Description of the task:
Can you echo the editorial on the Austin bond votes word for word, from "Early voting began" up to and including "always Election Day."?

Source passage:
■ ■ ■

- Editorial Board
Judging by early voting results so far, Austin voters have not flocked to the polls to weigh in on the Austin Independent School District’s $1.05 billion bond package on the Nov. 7 ballot, despite ample news coverage and talk on social media about it. Nor have they moved in masses to cast ballots on Travis County $184.9 million bond package, though it contains measures for roads and parks, both typically important to Central Texans.
Early voting began almost two weeks ago, but turnout has been as dismal as it typically is during most nonpresidential elections. Only about 3 percent of Travis County registered voters cast ballots as of Wednesday, a county official said.
There’s still time to have your voices heard. Friday is the last day of early voting — and if you miss it, there’s always Election Day.
To help guide voters in their difficult decisions, we’re revisiting our positions on the two ballot items. Both — the Austin ISD bond package in particular — will have great impact on the region’s quality of life.

■ ■ ■

Dataset:

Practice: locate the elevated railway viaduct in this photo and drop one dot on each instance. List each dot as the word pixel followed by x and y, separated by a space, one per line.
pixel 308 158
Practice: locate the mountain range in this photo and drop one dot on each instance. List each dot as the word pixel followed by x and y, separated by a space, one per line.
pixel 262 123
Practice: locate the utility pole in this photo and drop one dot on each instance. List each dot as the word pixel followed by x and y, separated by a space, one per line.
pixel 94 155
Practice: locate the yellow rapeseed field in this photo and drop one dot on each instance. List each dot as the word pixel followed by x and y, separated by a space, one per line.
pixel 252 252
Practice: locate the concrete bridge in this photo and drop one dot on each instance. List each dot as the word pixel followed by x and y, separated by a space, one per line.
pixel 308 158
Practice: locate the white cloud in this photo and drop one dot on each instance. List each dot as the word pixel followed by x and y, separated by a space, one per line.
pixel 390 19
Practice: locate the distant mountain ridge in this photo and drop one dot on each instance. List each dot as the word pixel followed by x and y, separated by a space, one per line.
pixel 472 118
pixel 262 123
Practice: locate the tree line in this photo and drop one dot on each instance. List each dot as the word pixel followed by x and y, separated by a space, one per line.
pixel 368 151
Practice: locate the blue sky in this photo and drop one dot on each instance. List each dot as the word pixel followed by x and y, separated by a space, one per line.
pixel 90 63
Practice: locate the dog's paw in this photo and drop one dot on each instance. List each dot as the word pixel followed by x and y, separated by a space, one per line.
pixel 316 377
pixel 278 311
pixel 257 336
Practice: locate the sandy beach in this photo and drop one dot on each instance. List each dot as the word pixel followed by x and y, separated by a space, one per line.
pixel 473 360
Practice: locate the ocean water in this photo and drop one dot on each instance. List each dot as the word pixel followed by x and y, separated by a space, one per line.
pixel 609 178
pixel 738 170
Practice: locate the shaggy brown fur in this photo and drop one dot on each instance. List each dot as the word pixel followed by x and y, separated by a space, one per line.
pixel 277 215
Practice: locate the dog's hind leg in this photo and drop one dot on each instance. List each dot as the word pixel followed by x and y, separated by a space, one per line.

■ ■ ■

Reply to the task:
Early voting began almost two weeks ago, but turnout has been as dismal as it typically is during most nonpresidential elections. Only about 3 percent of Travis County registered voters cast ballots as of Wednesday, a county official said.
There’s still time to have your voices heard. Friday is the last day of early voting — and if you miss it, there’s always Election Day.